Rewrite the entire listing below, swapping every "Where can you see" for "Where do you see" and leaving everything else unchanged. Leave out the pictures.

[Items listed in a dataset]

● ● ● ● ● ● ●

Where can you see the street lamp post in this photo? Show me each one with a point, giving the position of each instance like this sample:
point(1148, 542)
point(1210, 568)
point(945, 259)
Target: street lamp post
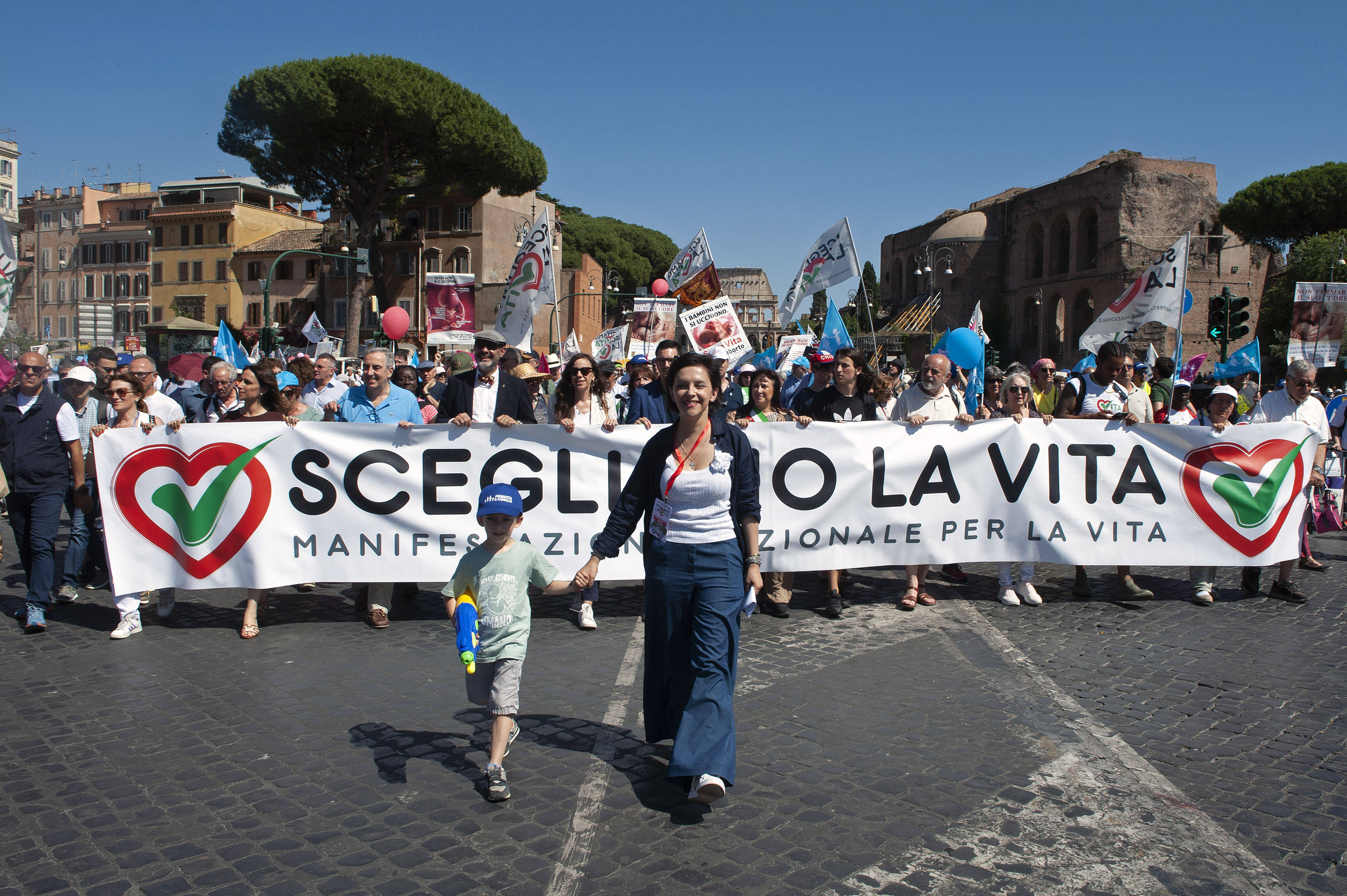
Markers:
point(267, 345)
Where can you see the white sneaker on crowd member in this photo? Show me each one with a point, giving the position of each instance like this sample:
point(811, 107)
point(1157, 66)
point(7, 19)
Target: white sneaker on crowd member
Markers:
point(1027, 592)
point(706, 790)
point(129, 626)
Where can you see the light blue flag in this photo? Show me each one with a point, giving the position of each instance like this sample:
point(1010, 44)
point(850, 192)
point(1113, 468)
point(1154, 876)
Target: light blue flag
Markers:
point(229, 349)
point(1245, 360)
point(834, 332)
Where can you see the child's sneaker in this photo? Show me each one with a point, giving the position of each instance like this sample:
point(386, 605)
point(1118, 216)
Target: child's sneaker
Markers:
point(498, 789)
point(706, 790)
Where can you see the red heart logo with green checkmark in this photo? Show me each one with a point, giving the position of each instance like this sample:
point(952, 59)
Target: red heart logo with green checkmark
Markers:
point(196, 523)
point(1250, 509)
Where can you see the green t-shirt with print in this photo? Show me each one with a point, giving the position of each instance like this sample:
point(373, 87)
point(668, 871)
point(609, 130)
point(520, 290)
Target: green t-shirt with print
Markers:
point(499, 582)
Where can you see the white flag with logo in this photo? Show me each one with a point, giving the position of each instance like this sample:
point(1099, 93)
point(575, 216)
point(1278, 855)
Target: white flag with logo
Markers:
point(976, 324)
point(570, 348)
point(531, 284)
point(8, 274)
point(830, 262)
point(694, 259)
point(314, 330)
point(1155, 295)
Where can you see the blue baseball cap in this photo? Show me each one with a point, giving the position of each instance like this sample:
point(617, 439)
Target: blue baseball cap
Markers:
point(500, 499)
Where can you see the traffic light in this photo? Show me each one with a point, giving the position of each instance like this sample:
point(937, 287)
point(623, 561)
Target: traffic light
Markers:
point(1218, 312)
point(1236, 328)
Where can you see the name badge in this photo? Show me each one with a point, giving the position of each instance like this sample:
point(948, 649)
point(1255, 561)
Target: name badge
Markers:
point(660, 519)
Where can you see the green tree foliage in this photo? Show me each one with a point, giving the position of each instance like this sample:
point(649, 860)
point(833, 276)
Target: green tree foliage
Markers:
point(638, 254)
point(361, 132)
point(1285, 208)
point(1310, 262)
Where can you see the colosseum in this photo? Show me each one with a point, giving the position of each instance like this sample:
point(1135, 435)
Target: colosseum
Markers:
point(1045, 260)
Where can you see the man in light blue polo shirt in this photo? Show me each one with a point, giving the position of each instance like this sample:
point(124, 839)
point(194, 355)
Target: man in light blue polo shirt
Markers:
point(376, 402)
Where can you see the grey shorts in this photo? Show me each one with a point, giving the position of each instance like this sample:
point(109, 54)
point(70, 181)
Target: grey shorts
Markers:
point(496, 686)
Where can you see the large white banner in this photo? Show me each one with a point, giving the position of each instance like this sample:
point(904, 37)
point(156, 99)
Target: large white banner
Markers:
point(830, 262)
point(262, 504)
point(1155, 295)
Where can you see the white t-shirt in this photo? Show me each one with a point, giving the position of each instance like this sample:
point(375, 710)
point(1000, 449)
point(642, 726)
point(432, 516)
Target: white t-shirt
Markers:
point(165, 407)
point(68, 427)
point(1279, 406)
point(484, 399)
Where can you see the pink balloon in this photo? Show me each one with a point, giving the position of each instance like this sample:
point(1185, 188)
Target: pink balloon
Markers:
point(396, 322)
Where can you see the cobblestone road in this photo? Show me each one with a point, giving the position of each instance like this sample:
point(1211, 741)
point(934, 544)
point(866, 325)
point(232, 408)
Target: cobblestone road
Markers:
point(1081, 747)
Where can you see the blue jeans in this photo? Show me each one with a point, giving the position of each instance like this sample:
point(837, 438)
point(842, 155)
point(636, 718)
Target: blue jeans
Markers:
point(693, 600)
point(79, 544)
point(35, 517)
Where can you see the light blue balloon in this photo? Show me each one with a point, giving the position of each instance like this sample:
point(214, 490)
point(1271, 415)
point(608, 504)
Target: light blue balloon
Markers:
point(964, 347)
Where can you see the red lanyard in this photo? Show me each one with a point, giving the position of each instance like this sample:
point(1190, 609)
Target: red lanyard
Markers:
point(684, 460)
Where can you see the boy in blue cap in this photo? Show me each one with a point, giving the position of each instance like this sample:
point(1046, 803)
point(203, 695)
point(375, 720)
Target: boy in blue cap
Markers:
point(498, 574)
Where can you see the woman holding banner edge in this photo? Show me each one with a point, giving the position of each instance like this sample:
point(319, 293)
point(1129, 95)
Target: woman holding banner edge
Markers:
point(695, 487)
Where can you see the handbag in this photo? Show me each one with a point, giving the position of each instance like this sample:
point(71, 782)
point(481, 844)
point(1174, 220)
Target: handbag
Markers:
point(1325, 512)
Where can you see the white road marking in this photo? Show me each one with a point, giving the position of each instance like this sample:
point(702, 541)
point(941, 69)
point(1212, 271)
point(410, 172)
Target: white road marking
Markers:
point(576, 851)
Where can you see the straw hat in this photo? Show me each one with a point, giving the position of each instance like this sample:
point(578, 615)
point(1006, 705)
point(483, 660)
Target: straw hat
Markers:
point(527, 372)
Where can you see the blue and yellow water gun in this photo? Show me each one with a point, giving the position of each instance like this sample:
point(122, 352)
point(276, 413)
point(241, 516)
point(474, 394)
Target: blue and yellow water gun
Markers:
point(465, 619)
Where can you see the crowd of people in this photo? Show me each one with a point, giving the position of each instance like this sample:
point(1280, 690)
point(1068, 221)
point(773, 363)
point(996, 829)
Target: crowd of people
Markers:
point(694, 488)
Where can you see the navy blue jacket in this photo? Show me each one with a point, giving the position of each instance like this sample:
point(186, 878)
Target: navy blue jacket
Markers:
point(32, 451)
point(648, 402)
point(643, 487)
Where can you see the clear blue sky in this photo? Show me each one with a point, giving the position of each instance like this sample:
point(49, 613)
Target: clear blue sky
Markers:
point(763, 123)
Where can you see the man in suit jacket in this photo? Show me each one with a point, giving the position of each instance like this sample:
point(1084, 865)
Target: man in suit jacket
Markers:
point(487, 394)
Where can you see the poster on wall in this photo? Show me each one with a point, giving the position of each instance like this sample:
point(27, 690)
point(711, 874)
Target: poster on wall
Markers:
point(716, 324)
point(652, 322)
point(450, 309)
point(1317, 322)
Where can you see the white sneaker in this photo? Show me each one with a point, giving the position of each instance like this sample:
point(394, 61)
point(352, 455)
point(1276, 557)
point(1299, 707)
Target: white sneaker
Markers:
point(1028, 593)
point(129, 626)
point(706, 790)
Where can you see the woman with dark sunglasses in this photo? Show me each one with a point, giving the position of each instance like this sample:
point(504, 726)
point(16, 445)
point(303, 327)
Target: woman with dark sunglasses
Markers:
point(582, 397)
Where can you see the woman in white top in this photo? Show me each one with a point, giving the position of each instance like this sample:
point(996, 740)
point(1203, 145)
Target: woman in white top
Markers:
point(582, 398)
point(126, 394)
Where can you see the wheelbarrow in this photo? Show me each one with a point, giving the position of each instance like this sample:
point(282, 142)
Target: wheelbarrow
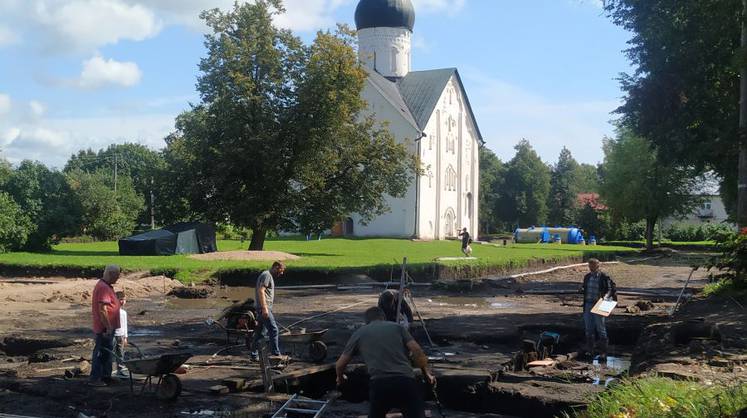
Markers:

● ● ● ● ● ● ●

§ **Written response**
Where do you see the street lamp post in this photo? Show me each one with a point, giving the position of each instance like this sample:
point(1148, 542)
point(1210, 568)
point(945, 259)
Target: street lamp post
Markers:
point(267, 345)
Where do you see the white sneaker on crowd member in this photo? Show me each one with a point, giving the position of each instance like this sample:
point(811, 107)
point(1157, 66)
point(7, 19)
Target: white sneaker on crowd member
Markers:
point(1027, 592)
point(706, 790)
point(129, 626)
Where do you see the light blue flag in this photo? Show me each one with a point, giving the position of each instance like this sample:
point(1010, 44)
point(850, 192)
point(1113, 468)
point(1154, 876)
Target: light blue flag
Markers:
point(229, 349)
point(1245, 360)
point(834, 332)
Where do you see the child's sneaker in this photo? Show me each one with a point, giving the position of each instance like this sample:
point(386, 605)
point(1118, 216)
Target: child's sneaker
Markers:
point(498, 789)
point(706, 790)
Where do you see the red heart logo with green checkmark in this photo? Show me each one with a point, giving the position of each instance like this sample:
point(952, 59)
Target: red heart logo with green checkmark
Markers:
point(196, 523)
point(1250, 509)
Where do you see the green t-shirt with print in this photo? Show me each one with a point, giving the position of each instance like this sample:
point(373, 87)
point(668, 871)
point(609, 130)
point(520, 290)
Target: green t-shirt with print
Markers:
point(499, 582)
Where do you see the white flag with logo in this photo? Show me each one with a point, giving the position of each instance like this sample:
point(1099, 93)
point(575, 216)
point(1278, 855)
Target: white flag with logo
Markers:
point(976, 324)
point(570, 348)
point(531, 284)
point(8, 274)
point(830, 262)
point(694, 259)
point(314, 330)
point(1155, 295)
Where do you see the blue baseball cap in this photo? Show me each one with a point, giving the position of each instance like this sample:
point(617, 439)
Target: blue baseball cap
Markers:
point(500, 499)
Where do you see the traffic light in this photo? Show me each one with a point, giving the position of each instance like this sample:
point(937, 287)
point(623, 561)
Target: traffic light
Markers:
point(1218, 312)
point(1236, 328)
Where do you see the name badge in this photo? Show me each one with a point, giving the position of each instance like this sample:
point(948, 649)
point(1255, 561)
Target: name badge
Markers:
point(660, 519)
Where do you see the green tree foliage in this photo? Show me each one with a point, giving the position of each instance like this sample:
point(649, 860)
point(833, 276)
Target: green tree foliage
Markers:
point(638, 254)
point(361, 132)
point(1285, 208)
point(1310, 262)
Where do you see the colosseum in this photo? Show me each one with a point, giving the position of each instance like this sample:
point(1135, 435)
Target: colosseum
Markers:
point(1045, 260)
Where do you see the man in light blue polo shirt in this photo? Show me each one with a point, giving the position of each instance like this sample:
point(124, 839)
point(194, 355)
Target: man in light blue polo shirt
Markers:
point(376, 402)
Where do you see the grey shorts in this photo? Show me each one with a point, giving the position of each instance like this sample:
point(109, 54)
point(70, 181)
Target: grey shorts
Markers:
point(496, 686)
Where do you see the large white banner in this photo? Show me each one with a point, giving the position of each instance like this sample:
point(904, 37)
point(156, 99)
Target: large white banner
Markers:
point(830, 262)
point(262, 504)
point(1155, 295)
Where do you see the white t-shirt in this photo? Show me each one with a point, giving the position of each instance like this sample:
point(375, 710)
point(1000, 449)
point(642, 726)
point(432, 516)
Target: white t-shirt
Markers:
point(165, 407)
point(68, 427)
point(1279, 406)
point(484, 399)
Where do you see the pink balloon in this photo? Show me each one with a point, giving the position of each instance like this sample:
point(1185, 188)
Target: pink balloon
Markers:
point(396, 322)
Where do you see the cobblestone road in this photo? Show me each one with a point, giving the position of each instance like this sample:
point(1211, 741)
point(934, 544)
point(866, 325)
point(232, 408)
Target: cobblestone road
Markers:
point(1081, 747)
Where do you see the blue jeans in this photo? Show me each one with a point, giving the position of each instance like this sample:
point(837, 438)
point(842, 155)
point(636, 718)
Target: blue jeans
Markers:
point(693, 600)
point(79, 544)
point(35, 517)
Where do you see the light blue balloon in this photo? Show me each one with a point, giving the position of each instance like this sample:
point(214, 490)
point(1271, 415)
point(608, 504)
Target: light blue balloon
Markers:
point(964, 347)
Where do you see the red lanyard in this photo? Show me each one with a point, giving the position of each instance like this sample:
point(1190, 609)
Target: red lanyard
Markers:
point(684, 460)
Where do you see the boy in blue cap in this photo? Show me each one with a point, giving the position of each instance like this sample:
point(1046, 803)
point(203, 695)
point(375, 720)
Target: boy in blue cap
Markers:
point(498, 574)
Where do you see the woman holding banner edge in this photo? Show me each one with a point, giving the position of each instance like this sample:
point(319, 293)
point(1129, 95)
Target: woman holding banner edge
Markers:
point(695, 487)
Where do you see the handbag in this photo? Show me each one with a point, giving the position of each instance like this sample:
point(71, 782)
point(481, 844)
point(1174, 220)
Target: handbag
Markers:
point(1325, 512)
Where do you see the white road marking in this photo? Show me each one with a point, giving the position of each instance like this sample:
point(702, 541)
point(941, 69)
point(1212, 271)
point(410, 172)
Target: white road marking
Markers:
point(576, 851)
Where do you see the straw hat in this photo? Show me each one with a point, giving the position of each instance like this sample:
point(578, 615)
point(1006, 705)
point(483, 660)
Target: straw hat
Markers:
point(527, 372)
Where do you see the blue and yellow water gun in this photo? Show me each one with a point, giving the position of each instance like this sample:
point(122, 352)
point(276, 413)
point(241, 516)
point(474, 394)
Target: blue and yellow water gun
Markers:
point(465, 619)
Where do you see the crowd of people in this photo? Show me each one with a point, giving the position of each instance like this sample:
point(1280, 690)
point(1068, 221)
point(773, 363)
point(996, 829)
Target: crowd of people
Markers:
point(694, 488)
Where do you see the navy blue jacket in this photo? Show me each one with a point, giving the position of each instance like this sample:
point(186, 878)
Target: navy blue jacket
Markers:
point(32, 451)
point(648, 402)
point(643, 487)
Where do you see the clear blue sky in this photo? Show me each one with a point, giving the position of each instance like this sample:
point(49, 613)
Target: clear blue sky
Markers:
point(763, 123)
Where do you see the man in suit jacket in this photo? Show me each one with a point, giving the position of each instance like this sample:
point(1084, 865)
Target: man in suit jacket
Markers:
point(487, 394)
Where do you see the poster on wall in this photo? Show me each one with a point, giving the position of each instance like this sample:
point(27, 690)
point(711, 874)
Target: poster on wall
Markers:
point(716, 324)
point(652, 322)
point(450, 309)
point(1317, 322)
Where do you see the white sneaker in this photo? Show me each one with a point, giving the position of each instance like this sample:
point(394, 61)
point(352, 455)
point(1276, 557)
point(1299, 707)
Target: white sneaker
Markers:
point(1028, 593)
point(129, 626)
point(706, 790)
Where do you see the woman with dark sunglasses in this photo? Show me each one with a point, giving the position of each instance like this sample:
point(504, 726)
point(16, 445)
point(303, 327)
Target: woman with dark sunglasses
Markers:
point(582, 397)
Where do you see the woman in white top in this photo? Show me each one with a point, giving the position of each instance like this sample:
point(996, 740)
point(1203, 145)
Target: woman in white top
Markers:
point(582, 398)
point(126, 394)
Where do you see the wheelbarrow in this photo? Show me each one with a point, giving the position of each instance like this sample:
point(282, 142)
Target: wheelbarrow
Markers:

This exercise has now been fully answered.